### WORK TO DO:
Duplicate every one of the rows below line for line, changing nothing.

[Start DATASET RECORDS]

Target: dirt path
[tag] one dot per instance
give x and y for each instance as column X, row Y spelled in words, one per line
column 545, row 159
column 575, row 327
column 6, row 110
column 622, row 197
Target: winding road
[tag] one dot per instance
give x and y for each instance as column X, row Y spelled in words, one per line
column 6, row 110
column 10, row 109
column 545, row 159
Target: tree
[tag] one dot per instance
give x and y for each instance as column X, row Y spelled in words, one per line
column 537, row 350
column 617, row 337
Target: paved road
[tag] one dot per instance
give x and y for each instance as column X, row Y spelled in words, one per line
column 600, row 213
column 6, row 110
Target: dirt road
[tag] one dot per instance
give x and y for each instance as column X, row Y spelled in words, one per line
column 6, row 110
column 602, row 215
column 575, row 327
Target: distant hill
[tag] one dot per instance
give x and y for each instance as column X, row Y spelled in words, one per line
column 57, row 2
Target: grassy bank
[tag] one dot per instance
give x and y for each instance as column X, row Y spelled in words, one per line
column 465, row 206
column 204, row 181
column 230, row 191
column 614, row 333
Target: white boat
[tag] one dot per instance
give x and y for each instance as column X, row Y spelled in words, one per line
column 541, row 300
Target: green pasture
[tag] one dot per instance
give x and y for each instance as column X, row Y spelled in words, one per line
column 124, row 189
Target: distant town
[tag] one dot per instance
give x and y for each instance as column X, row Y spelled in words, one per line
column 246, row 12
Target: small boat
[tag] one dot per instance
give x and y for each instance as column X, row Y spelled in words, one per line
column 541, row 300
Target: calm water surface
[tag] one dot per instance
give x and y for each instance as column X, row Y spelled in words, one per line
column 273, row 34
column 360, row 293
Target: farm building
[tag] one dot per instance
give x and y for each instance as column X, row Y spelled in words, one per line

[End DATASET RECORDS]

### EXERCISE ANSWER:
Target: dirt path
[tag] one dot per instance
give x and y for each instance as column X, row Y spelled in words, one per line
column 545, row 159
column 575, row 327
column 6, row 110
column 622, row 197
Target: winding road
[tag] one dot per instance
give x and y for each instance as column X, row Y spelled in words, one per line
column 6, row 110
column 10, row 109
column 545, row 159
Target: tree
[tag] one dot per instance
give x and y for each instance as column X, row Y spelled in words, one per line
column 537, row 350
column 617, row 337
Target: paved road
[tag] one dot per instance
give x and y for each instance as column X, row Y spelled in words, one per line
column 600, row 213
column 6, row 110
Target: dirt road
[tag] one dot per instance
give x and y for each instance as column X, row Y spelled in words, one per line
column 6, row 110
column 602, row 215
column 575, row 327
Target: distant hill
[tag] one dot per instance
give x and y for each instance as column X, row Y spelled in words, one per line
column 57, row 2
Target: grassy bank
[tag] one dot per instance
give x and y for each instance as column X, row Y spelled in words, one per line
column 465, row 206
column 204, row 181
column 230, row 191
column 614, row 333
Target: white boat
[tag] one dot per instance
give x and y for each instance as column X, row Y spelled in words, one per line
column 541, row 300
Target: green pasture
[tag] one dot per instance
give x and y for each instance as column X, row Y spelled in words, one per line
column 124, row 189
Target: distant town
[tag] one dot per instance
give x and y for each instance as column X, row Y spelled in words, one per line
column 246, row 12
Target: small boat
[tag] one dot per instance
give x and y for each instance as column X, row Y spelled in words, one per line
column 541, row 300
Target: calm water surface
[tag] one dot per instance
give x and y for each instance as column X, row Y spelled in words, one per line
column 273, row 34
column 360, row 293
Target: farm building
[tag] one dot per instance
give x and y for each instance as column X, row Y spelled in words, one per line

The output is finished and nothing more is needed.